> _INSTRUCCIONES_:
- a) Reproduce del fragmento sobre la literatura del exilio el tramo que va desde "José Ramón Marra-López" hasta "en su existencia.", ambos incluidos.
- b) Responde, a partir del fragmento sobre la literatura del exilio, las siguientes preguntas:
(i) ¿Qué año y qué página acompañan la cita de José Ramón Marra-López?
(ii) ¿Qué obra de Arturo Barea se presenta como ejemplo y de qué tipo de obra se trata?
(iii) ¿Con qué hecho se clausura El mundo de ayer, de Stefan Zweig?

José Ramón Marra-López (1963, p. 100)
expresó el difícil equilibrio que los autores obligados a vivir fuera de su
patria habían de mantener entre el recuerdo y la esperanza a la hora de
enfrentarse al género confesional:
Las memorias se redactan al final de una vida, clausurada
ya la acción, como final de acto, antes de que caiga el telón. Esta es otra
ambigüedad del emigrado. Durante muchos años no hace más que escribir memorias,
recuerdos, pero sin que la edad y el talante le inviten a clausurar su posible
acción futura, pues lógicamente se considera perteneciente a esta tierra y en
activo todavía. Mientras, al revés de Segismundo, hace del sueño vida que le
apuntale y proporcione la fuerza suficiente para continuar esperando, esa
espera que es jugo nutricio indispensable en su existencia.
Al considerar su ciclo vital anterior
clausurado –y estructurado, por tanto, bajo un nítido esquema de planteamiento,
nudo y desenlace-, resulta lógico que sean muchos los exiliados que se decanten
por la escritura de sí mismos, ya que “la condición de exilio conduce al
exiliado a experimentar la sensación de que éste supone el fin de la vida [y]
la víctima del destierro percibe una sensación ficticia de que su vida es un
libro con una estructura coherente” (Ugarte, 1999, p. 51). Un ejemplo de la
literatura del exilio republicano español resulta ejemplar para ilustrar esta
concepción coherente del pasado anterior al exilio: La forja de un rebelde, la trilogía autobiográfica de Arturo Barea, cuyo límite temporal está circunscrito al final de
la guerra civil y la decisión del autor de huir del país, convertidos así en
símbolos de la “muerte de la primera vida”. Con la escritura del texto, parece
querer decir Barea que todo lo que vino después del
exilio no fue sino una nueva existencia, diferente a la anterior, susceptible
de ser interpretada como un todo estructurado. También El mundo de ayer, la autobiografía de Stefan Zweig, se clausura con
la marcha al exilio de su autor.

> _Registros de una fuente de datos_:

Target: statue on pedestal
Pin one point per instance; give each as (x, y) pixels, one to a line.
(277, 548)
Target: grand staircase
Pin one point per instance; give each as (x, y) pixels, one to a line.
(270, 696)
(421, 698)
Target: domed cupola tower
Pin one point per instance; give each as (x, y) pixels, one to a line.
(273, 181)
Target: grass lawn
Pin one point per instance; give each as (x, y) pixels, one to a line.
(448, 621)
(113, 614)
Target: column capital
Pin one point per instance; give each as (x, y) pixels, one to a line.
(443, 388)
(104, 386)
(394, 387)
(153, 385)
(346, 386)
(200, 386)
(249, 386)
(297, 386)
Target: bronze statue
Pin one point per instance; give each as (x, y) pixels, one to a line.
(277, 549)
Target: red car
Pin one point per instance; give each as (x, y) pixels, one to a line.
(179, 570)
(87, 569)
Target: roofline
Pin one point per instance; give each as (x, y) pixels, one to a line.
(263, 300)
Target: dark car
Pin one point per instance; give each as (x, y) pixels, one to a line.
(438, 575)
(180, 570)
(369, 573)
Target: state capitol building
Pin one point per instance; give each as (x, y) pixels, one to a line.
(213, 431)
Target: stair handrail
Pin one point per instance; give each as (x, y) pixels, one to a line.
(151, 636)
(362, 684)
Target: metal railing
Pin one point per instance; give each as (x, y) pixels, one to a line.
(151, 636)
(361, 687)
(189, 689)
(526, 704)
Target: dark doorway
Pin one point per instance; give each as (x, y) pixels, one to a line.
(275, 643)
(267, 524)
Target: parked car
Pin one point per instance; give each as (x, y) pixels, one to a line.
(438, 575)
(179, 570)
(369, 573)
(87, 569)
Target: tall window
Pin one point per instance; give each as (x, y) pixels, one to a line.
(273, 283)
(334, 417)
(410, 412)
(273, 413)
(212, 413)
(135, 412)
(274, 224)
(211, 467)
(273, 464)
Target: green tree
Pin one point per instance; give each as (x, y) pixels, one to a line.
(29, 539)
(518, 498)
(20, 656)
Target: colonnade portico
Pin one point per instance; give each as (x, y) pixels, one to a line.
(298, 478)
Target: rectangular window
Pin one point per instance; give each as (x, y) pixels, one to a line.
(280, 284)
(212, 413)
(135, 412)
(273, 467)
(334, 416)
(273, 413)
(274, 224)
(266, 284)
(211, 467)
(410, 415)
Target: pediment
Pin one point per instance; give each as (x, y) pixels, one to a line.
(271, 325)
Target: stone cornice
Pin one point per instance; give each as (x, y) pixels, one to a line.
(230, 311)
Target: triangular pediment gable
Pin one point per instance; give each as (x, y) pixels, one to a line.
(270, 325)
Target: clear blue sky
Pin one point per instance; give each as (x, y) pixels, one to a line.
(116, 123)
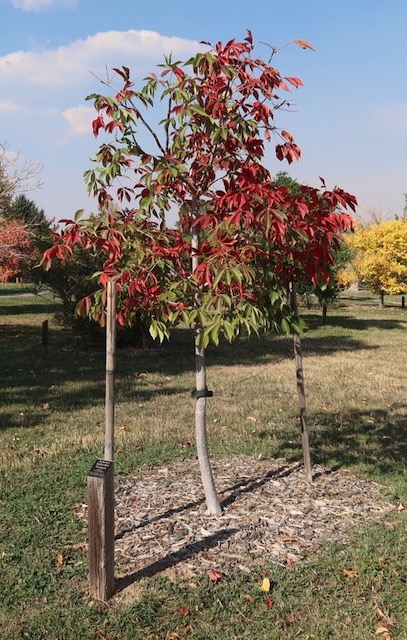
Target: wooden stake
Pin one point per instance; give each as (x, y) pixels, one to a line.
(45, 334)
(110, 368)
(101, 530)
(301, 389)
(101, 477)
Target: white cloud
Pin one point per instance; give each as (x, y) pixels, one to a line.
(42, 5)
(73, 63)
(79, 119)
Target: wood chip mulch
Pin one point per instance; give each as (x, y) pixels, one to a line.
(269, 515)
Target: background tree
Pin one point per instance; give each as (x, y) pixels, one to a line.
(17, 243)
(381, 256)
(17, 250)
(219, 271)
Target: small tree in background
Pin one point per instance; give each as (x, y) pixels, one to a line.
(17, 250)
(219, 272)
(381, 256)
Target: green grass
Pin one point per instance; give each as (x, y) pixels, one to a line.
(51, 431)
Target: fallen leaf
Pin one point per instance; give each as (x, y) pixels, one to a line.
(293, 618)
(248, 597)
(304, 44)
(349, 573)
(215, 575)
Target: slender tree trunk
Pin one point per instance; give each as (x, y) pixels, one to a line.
(110, 369)
(324, 312)
(301, 389)
(212, 500)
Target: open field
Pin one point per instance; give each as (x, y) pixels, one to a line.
(51, 431)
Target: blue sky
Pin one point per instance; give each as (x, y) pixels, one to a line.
(350, 118)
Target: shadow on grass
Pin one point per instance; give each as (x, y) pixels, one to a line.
(374, 439)
(347, 321)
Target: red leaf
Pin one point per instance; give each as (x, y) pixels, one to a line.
(304, 44)
(215, 575)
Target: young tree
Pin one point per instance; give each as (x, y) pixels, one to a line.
(381, 256)
(219, 271)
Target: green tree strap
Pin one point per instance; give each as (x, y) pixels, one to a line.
(202, 393)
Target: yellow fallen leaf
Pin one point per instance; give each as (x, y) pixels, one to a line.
(349, 573)
(248, 597)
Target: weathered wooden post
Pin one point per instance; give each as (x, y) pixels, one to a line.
(101, 477)
(101, 529)
(301, 388)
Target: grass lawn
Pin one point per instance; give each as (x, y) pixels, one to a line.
(51, 432)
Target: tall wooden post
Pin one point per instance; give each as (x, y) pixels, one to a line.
(101, 477)
(301, 389)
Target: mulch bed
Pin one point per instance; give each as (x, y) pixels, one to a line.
(269, 515)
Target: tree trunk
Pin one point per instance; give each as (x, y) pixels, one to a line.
(212, 500)
(110, 368)
(324, 312)
(301, 389)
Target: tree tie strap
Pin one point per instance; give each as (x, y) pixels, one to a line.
(202, 393)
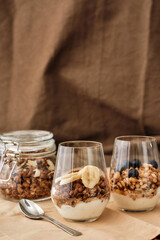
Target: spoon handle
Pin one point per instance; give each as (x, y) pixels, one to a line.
(62, 226)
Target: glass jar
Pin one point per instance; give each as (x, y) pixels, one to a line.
(80, 188)
(27, 164)
(135, 174)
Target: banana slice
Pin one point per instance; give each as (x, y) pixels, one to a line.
(90, 176)
(70, 179)
(68, 176)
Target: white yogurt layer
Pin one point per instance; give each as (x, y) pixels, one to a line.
(141, 204)
(83, 211)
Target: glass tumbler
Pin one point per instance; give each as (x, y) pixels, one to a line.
(80, 189)
(134, 174)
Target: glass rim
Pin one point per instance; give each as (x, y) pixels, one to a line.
(95, 144)
(141, 138)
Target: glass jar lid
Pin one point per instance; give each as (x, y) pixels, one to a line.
(27, 141)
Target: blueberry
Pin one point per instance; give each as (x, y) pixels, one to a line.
(125, 165)
(133, 173)
(153, 163)
(136, 163)
(117, 168)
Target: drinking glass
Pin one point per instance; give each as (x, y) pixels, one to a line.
(80, 189)
(134, 173)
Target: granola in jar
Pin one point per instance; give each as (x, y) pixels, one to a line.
(27, 164)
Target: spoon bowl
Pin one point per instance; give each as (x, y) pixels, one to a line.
(31, 210)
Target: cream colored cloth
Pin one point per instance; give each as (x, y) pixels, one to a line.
(112, 225)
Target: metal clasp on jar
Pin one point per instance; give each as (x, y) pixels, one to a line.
(14, 156)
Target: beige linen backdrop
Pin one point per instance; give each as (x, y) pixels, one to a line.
(83, 69)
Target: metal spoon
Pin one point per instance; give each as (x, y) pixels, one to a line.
(32, 210)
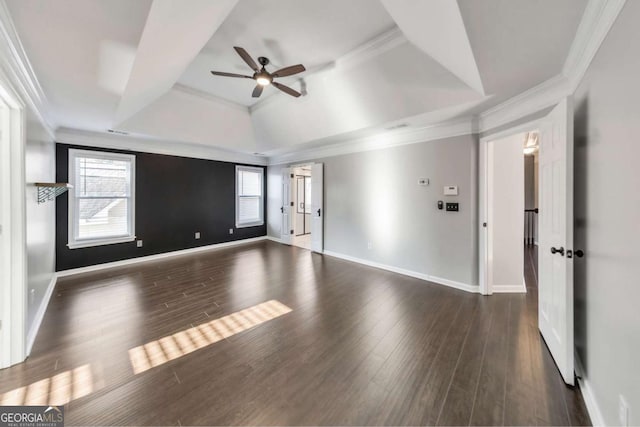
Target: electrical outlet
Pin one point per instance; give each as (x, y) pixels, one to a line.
(623, 411)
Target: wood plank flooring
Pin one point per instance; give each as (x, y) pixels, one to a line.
(360, 346)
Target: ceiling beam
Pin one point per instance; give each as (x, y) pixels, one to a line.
(173, 35)
(436, 27)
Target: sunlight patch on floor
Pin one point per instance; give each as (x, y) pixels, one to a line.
(56, 390)
(171, 347)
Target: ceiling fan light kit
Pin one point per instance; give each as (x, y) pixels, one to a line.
(262, 76)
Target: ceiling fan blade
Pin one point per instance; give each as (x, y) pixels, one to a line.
(247, 58)
(222, 73)
(257, 91)
(289, 71)
(286, 89)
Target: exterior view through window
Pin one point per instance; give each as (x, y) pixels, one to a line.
(101, 203)
(249, 197)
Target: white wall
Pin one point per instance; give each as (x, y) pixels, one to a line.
(374, 197)
(607, 219)
(506, 210)
(39, 167)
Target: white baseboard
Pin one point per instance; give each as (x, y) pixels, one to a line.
(410, 273)
(275, 239)
(138, 260)
(508, 289)
(37, 321)
(587, 394)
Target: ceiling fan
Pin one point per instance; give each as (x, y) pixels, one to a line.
(263, 77)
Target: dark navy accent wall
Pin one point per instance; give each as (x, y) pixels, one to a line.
(175, 197)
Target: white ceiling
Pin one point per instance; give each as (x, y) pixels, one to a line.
(143, 66)
(288, 32)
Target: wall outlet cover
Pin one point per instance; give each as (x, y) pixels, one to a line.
(623, 411)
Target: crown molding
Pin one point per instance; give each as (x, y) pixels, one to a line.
(16, 64)
(597, 20)
(388, 139)
(153, 145)
(528, 102)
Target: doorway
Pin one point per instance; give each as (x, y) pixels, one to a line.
(303, 206)
(301, 196)
(508, 193)
(531, 188)
(553, 224)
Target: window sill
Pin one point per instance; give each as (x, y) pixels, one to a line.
(250, 224)
(101, 242)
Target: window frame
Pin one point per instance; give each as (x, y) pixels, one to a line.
(73, 242)
(261, 207)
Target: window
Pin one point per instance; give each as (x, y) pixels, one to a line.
(101, 203)
(249, 198)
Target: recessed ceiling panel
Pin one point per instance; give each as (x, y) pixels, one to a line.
(313, 33)
(82, 52)
(520, 43)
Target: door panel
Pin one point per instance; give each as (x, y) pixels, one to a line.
(285, 209)
(555, 306)
(317, 207)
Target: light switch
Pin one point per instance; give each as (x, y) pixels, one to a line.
(451, 190)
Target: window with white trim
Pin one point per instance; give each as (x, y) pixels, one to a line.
(249, 197)
(101, 202)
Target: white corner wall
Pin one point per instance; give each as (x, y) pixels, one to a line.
(375, 211)
(39, 167)
(607, 222)
(506, 212)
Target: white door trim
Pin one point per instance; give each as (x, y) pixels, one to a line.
(13, 271)
(484, 266)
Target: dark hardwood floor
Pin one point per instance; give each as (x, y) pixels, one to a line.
(360, 346)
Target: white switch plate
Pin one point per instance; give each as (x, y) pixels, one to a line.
(451, 190)
(623, 411)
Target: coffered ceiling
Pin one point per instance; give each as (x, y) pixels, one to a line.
(143, 66)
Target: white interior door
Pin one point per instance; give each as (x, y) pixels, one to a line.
(555, 306)
(286, 208)
(317, 207)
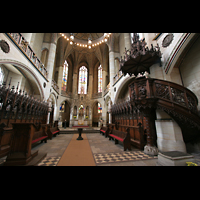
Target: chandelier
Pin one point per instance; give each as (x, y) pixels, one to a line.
(89, 43)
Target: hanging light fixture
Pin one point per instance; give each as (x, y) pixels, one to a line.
(73, 41)
(71, 38)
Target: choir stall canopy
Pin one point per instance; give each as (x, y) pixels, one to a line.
(139, 58)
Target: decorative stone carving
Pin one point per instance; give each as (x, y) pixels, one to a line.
(4, 46)
(167, 40)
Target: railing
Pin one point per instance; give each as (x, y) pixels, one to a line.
(23, 44)
(164, 92)
(147, 95)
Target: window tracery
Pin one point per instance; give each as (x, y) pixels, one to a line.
(83, 76)
(65, 74)
(99, 79)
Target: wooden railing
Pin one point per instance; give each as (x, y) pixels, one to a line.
(147, 94)
(26, 48)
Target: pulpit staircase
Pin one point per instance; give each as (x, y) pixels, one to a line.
(147, 95)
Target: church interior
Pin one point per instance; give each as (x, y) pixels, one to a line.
(99, 99)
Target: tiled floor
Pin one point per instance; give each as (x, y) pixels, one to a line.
(107, 153)
(121, 157)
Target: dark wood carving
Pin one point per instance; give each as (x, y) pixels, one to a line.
(146, 95)
(17, 106)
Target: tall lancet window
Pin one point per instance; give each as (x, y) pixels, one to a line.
(99, 79)
(83, 76)
(1, 76)
(65, 74)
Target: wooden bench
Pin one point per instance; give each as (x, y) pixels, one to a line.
(40, 136)
(123, 137)
(52, 131)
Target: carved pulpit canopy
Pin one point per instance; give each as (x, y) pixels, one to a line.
(139, 58)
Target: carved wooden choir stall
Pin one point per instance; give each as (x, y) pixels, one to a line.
(22, 123)
(148, 94)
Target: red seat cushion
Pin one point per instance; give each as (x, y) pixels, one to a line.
(38, 139)
(116, 137)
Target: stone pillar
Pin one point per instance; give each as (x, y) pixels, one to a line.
(169, 134)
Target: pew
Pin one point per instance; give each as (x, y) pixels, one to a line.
(121, 136)
(137, 134)
(40, 135)
(21, 153)
(5, 139)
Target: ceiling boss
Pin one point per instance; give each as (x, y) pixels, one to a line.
(87, 40)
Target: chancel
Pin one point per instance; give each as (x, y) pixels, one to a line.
(99, 99)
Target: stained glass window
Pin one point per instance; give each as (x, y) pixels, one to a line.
(140, 36)
(82, 86)
(99, 108)
(1, 76)
(99, 79)
(65, 74)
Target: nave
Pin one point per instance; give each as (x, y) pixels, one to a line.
(104, 152)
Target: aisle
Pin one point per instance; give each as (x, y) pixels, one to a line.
(78, 153)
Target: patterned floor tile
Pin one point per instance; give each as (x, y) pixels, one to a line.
(121, 157)
(49, 161)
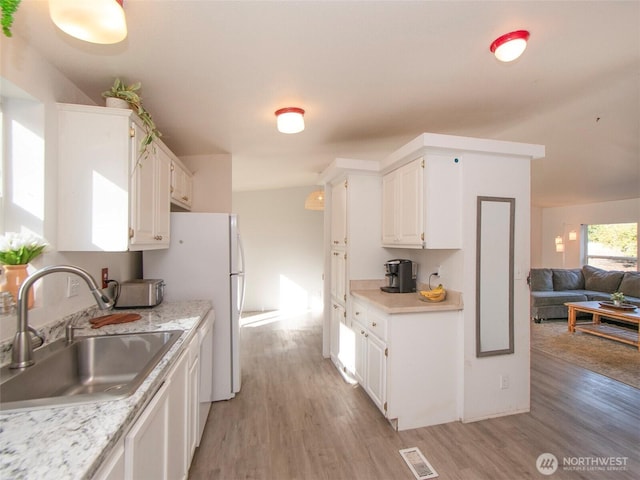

> _RESPUESTAS_:
- a)
José Ramón Marra-López (1963, p. 100)
expresó el difícil equilibrio que los autores obligados a vivir fuera de su
patria habían de mantener entre el recuerdo y la esperanza a la hora de
enfrentarse al género confesional:
Las memorias se redactan al final de una vida, clausurada
ya la acción, como final de acto, antes de que caiga el telón. Esta es otra
ambigüedad del emigrado. Durante muchos años no hace más que escribir memorias,
recuerdos, pero sin que la edad y el talante le inviten a clausurar su posible
acción futura, pues lógicamente se considera perteneciente a esta tierra y en
activo todavía. Mientras, al revés de Segismundo, hace del sueño vida que le
apuntale y proporcione la fuerza suficiente para continuar esperando, esa
espera que es jugo nutricio indispensable en su existencia.

- b)
(i) 1963, p. 100.
(ii) La forja de un rebelde, una trilogía autobiográfica.
(iii) Con la marcha al exilio de su autor.